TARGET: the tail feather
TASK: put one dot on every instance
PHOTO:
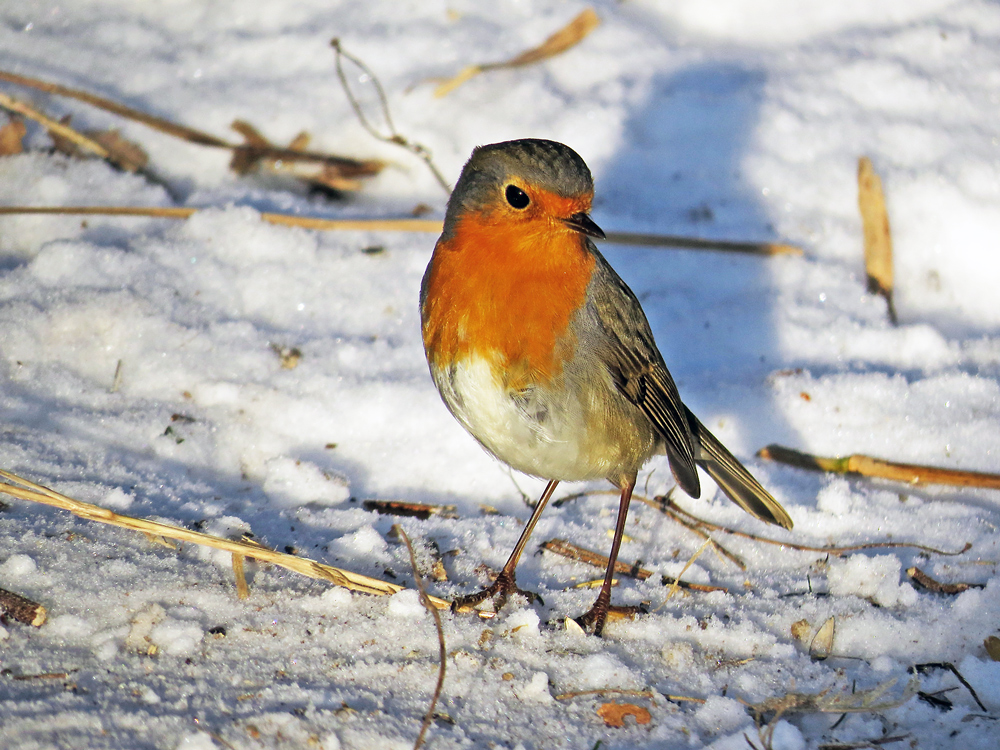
(733, 478)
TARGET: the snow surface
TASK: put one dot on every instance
(740, 119)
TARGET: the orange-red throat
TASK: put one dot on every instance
(504, 287)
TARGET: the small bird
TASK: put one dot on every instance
(545, 356)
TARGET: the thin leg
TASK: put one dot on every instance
(505, 584)
(596, 615)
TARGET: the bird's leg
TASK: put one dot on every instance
(595, 617)
(506, 584)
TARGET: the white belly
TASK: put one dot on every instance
(543, 433)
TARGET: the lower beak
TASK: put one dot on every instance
(583, 224)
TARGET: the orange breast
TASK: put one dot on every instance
(507, 292)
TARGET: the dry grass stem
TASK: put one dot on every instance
(442, 650)
(878, 237)
(12, 136)
(566, 38)
(423, 511)
(862, 701)
(331, 168)
(304, 566)
(56, 128)
(876, 467)
(692, 524)
(828, 550)
(242, 590)
(937, 587)
(393, 135)
(21, 608)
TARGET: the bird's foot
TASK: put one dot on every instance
(499, 591)
(595, 618)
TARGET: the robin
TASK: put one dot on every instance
(543, 353)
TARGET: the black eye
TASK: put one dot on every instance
(517, 197)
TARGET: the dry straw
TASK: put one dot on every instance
(26, 490)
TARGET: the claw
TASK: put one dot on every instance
(595, 618)
(499, 591)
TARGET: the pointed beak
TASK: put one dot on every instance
(583, 224)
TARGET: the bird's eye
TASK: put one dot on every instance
(516, 197)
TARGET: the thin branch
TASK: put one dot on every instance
(304, 566)
(442, 650)
(877, 467)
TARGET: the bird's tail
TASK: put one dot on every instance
(733, 478)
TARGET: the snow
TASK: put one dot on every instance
(732, 119)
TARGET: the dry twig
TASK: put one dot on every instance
(878, 237)
(937, 587)
(581, 554)
(442, 651)
(21, 608)
(876, 467)
(566, 38)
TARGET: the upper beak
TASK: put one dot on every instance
(583, 224)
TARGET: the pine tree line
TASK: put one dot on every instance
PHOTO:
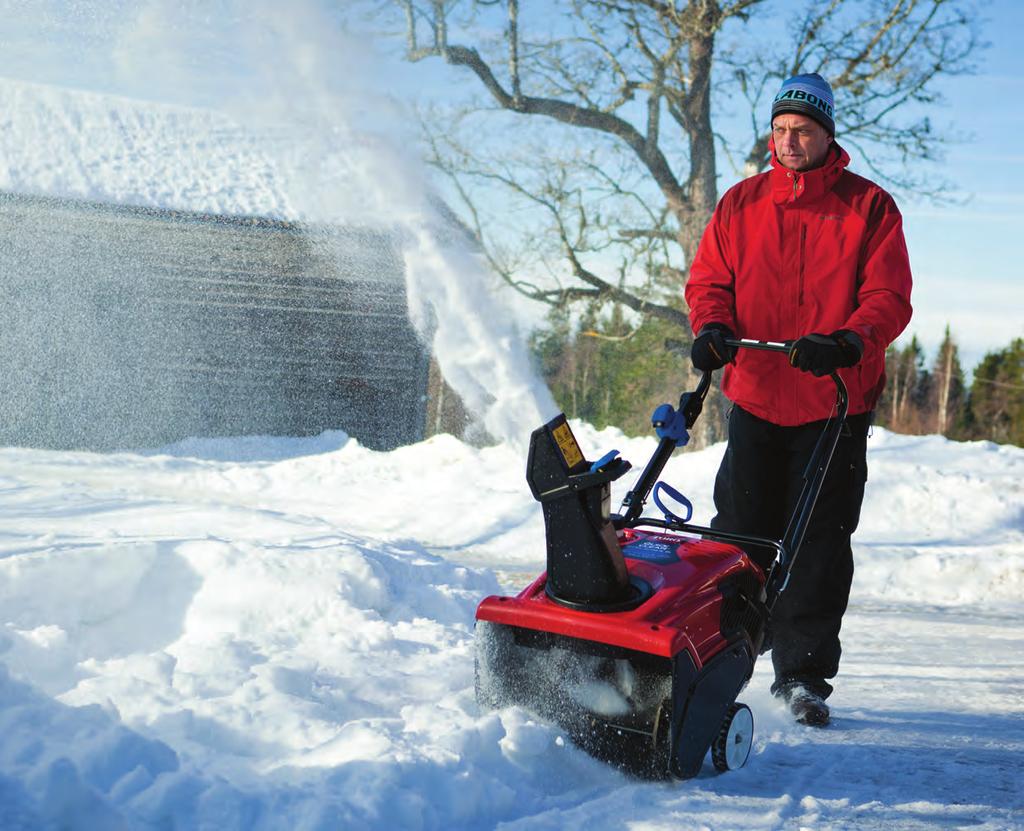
(608, 370)
(922, 398)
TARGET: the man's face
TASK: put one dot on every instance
(801, 143)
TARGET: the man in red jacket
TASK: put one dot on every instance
(810, 252)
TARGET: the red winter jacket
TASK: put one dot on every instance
(788, 254)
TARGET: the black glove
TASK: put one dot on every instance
(823, 354)
(710, 351)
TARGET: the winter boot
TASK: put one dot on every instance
(806, 705)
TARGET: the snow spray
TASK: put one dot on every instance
(339, 152)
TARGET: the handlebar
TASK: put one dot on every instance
(690, 405)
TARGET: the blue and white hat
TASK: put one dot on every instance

EXERCISE OBJECTIVE: Please give the number of lines above that include the string "black", with nothing added.

EXERCISE OUTPUT: 2